---- Document text
Notwithstanding the great consumption of time in this case, so far the question still remains the single one announced in the early part of the trial — whether or not the property in controversy in this case was, at the time of the seizure of it by the defendant, the property of James A. Sanders?
The action of the plaintiff is what is called an action of trespass vi et armis, and is divided into five counts, or separate statements of the injury done him by the defendant. The first is what is called a count de bonis asportatis, that is for seizing and carrying away the plaintiff's store goods; the second is for entering into and upon the plaintiff's storehouse and premises and expelling, putting out and amoving him therefrom and keeping him amoved therefrom from the 26th of January till the 25th of March, 1881, whereby he lost and was deprived of the use and benefit of his said storehouse; and also that on the 26th of January aforesaid, he seized, took and carried away other goods of the like quality, description and value aforesaid as those mentioned in the first count aforesaid and converted the same to his own use, by means whereof the plaintiff was during all the time aforesaid not only deprived of the use and benefit of the storehouse, but also was during that time prevented from carrying on his business therein; the third is similar in substance to the second, varying slightly in language; the fourth is like the first in description of goods, omitting the clause "other wrongs," etc.; and the fifth is a short count for trespass to goods without describing them, with the allegation of "other Wrongs." At the close is the usual allegation of damage, which is laid generally at twenty thousand dollars.
--------
---- Material provided
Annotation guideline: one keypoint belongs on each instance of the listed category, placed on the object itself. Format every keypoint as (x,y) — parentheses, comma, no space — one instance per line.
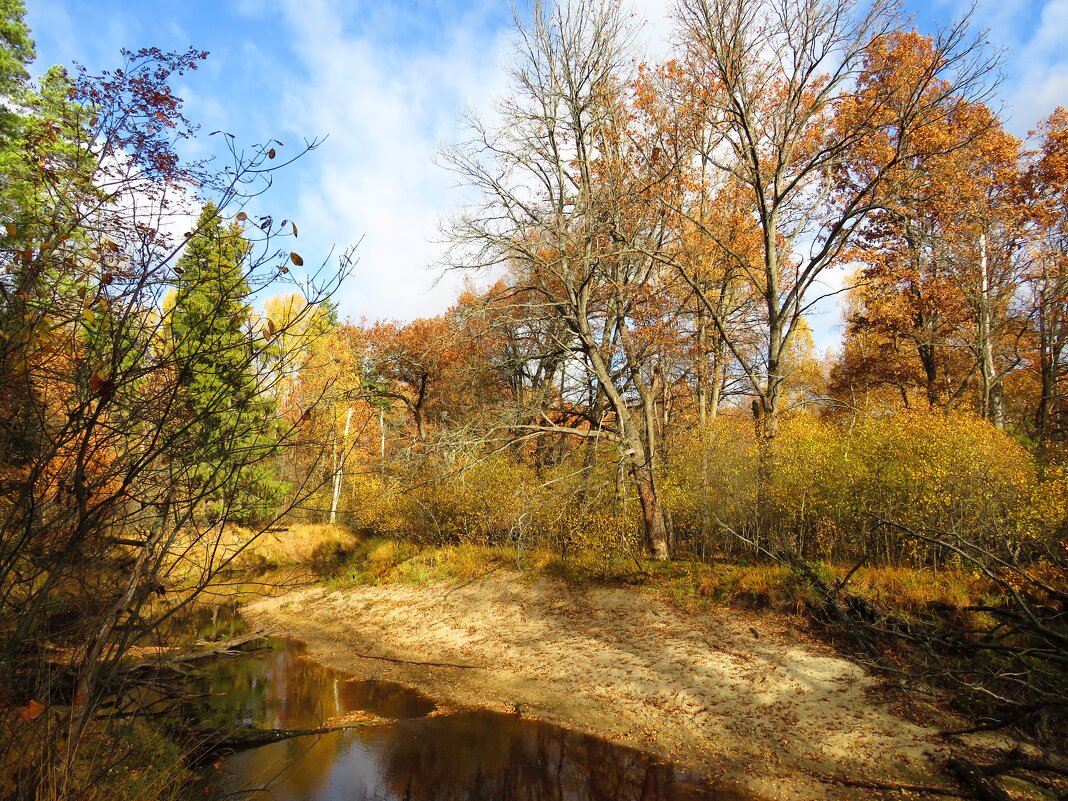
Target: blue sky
(387,81)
--------
**Exercise:** In the trespass case text above, what amount is the plaintiff's damage laid at?

**Expected answer:** Twenty thousand dollars.